**EXERCISE DESCRIPTION:** Please locate every line in the records below that contains the string "outline" and copy each of those lines. Case counts when matching.

**DATA ROWS:**
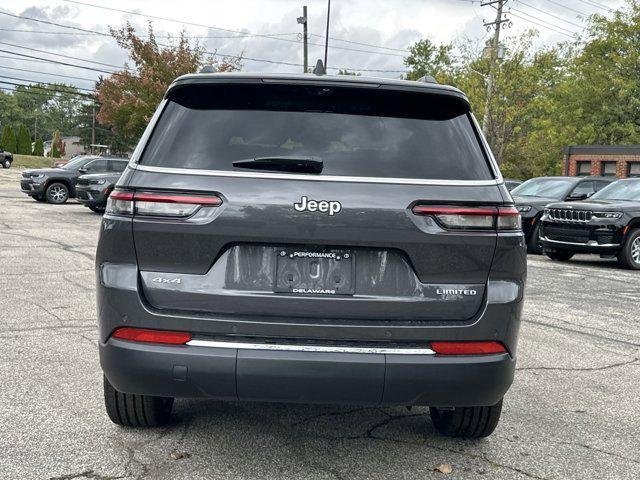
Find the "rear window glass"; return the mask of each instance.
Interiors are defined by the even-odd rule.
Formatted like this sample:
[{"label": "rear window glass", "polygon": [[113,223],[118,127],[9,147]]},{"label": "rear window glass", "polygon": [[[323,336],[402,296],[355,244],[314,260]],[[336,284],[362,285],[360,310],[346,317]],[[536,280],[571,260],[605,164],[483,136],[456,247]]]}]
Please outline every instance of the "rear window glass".
[{"label": "rear window glass", "polygon": [[[354,105],[366,98],[362,94],[334,103],[326,98],[316,102],[312,94],[304,101],[301,95],[293,97],[291,102],[277,95],[245,101],[239,108],[206,97],[169,101],[140,163],[246,173],[233,162],[300,156],[322,160],[320,175],[493,178],[466,111],[444,111],[434,102],[433,114],[423,113],[427,118],[415,118],[415,112],[401,117],[389,115],[398,113],[398,103],[380,112],[372,107],[375,102]],[[341,103],[351,104],[341,108]]]}]

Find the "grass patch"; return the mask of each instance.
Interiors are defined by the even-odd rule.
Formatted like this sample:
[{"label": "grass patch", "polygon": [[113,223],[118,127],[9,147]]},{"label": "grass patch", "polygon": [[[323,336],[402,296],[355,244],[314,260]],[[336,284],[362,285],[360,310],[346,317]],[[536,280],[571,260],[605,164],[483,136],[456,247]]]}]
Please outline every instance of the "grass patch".
[{"label": "grass patch", "polygon": [[12,167],[47,168],[53,165],[50,157],[34,157],[33,155],[14,155]]}]

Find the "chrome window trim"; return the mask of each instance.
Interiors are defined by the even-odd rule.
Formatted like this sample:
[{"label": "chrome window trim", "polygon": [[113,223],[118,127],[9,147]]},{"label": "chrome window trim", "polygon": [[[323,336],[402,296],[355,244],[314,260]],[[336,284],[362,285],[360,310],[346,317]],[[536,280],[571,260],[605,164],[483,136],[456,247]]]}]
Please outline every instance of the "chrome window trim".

**EXPECTED OUTPUT:**
Please outline every instance of the "rear window glass".
Please outline every instance of the "grass patch".
Please outline every instance of the "chrome window trim".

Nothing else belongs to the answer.